● **Task goal**: Only the lines from the one containing "One point lands on each instance of the groom;" through the end of the entries are wanted, retyped exactly and without pictures.

● **Stored data entries**:
-- Opening Marker --

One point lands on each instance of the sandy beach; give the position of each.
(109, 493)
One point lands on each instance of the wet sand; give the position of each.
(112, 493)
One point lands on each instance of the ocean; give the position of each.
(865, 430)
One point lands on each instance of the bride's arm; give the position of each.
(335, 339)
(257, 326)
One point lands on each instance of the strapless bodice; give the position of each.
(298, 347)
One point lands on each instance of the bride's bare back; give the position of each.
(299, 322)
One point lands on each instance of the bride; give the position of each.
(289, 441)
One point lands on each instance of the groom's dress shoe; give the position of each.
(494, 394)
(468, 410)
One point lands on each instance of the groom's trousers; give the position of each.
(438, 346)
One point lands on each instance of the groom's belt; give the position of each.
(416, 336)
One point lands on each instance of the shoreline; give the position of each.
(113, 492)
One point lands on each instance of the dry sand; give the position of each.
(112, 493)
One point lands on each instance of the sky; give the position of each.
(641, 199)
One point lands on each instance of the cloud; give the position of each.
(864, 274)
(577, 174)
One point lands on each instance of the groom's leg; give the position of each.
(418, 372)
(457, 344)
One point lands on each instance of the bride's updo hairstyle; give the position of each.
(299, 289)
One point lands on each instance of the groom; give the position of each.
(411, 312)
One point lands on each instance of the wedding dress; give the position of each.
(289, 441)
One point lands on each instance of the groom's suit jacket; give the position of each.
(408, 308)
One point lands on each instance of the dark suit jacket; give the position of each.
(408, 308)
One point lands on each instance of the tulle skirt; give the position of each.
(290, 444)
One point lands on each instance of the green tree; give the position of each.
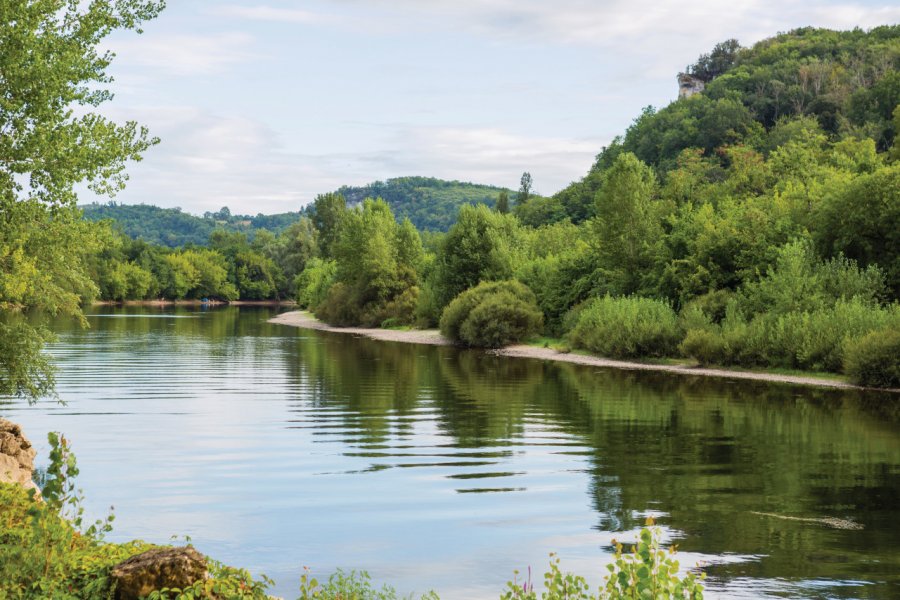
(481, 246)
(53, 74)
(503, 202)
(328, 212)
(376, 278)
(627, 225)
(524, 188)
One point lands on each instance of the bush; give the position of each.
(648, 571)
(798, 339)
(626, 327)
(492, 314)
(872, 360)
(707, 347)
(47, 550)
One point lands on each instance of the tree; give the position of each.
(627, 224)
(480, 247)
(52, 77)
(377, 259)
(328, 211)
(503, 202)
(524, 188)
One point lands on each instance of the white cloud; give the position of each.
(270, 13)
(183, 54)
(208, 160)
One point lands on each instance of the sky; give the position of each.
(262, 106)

-- Closing Marker --

● **Task answer**:
One point lands on each instance of the groom; give the position of each.
(411, 312)
One point lands on each instance of the wedding dress; give the position of each.
(289, 441)
One point lands on each instance of the groom's suit jacket; give the position of each.
(408, 308)
One point lands on each instance of the dark suit jacket; give the position of each.
(408, 308)
One point lands on each instance of the tulle skirt; give the position of each.
(290, 444)
One point lands on each instance of the green tree; give the position of each.
(481, 246)
(53, 74)
(503, 202)
(328, 212)
(376, 278)
(627, 225)
(524, 188)
One point lands on each instance of the bush; give the position of each.
(648, 571)
(798, 339)
(626, 327)
(492, 314)
(872, 360)
(707, 347)
(47, 550)
One point lands on each instance of the tree; give the position of each.
(627, 224)
(480, 247)
(52, 77)
(377, 259)
(328, 211)
(503, 202)
(524, 188)
One point lands on each instance of the white cloud; give the position of each.
(270, 13)
(183, 54)
(208, 160)
One point lands on each instance of the sky; give the position of each.
(262, 106)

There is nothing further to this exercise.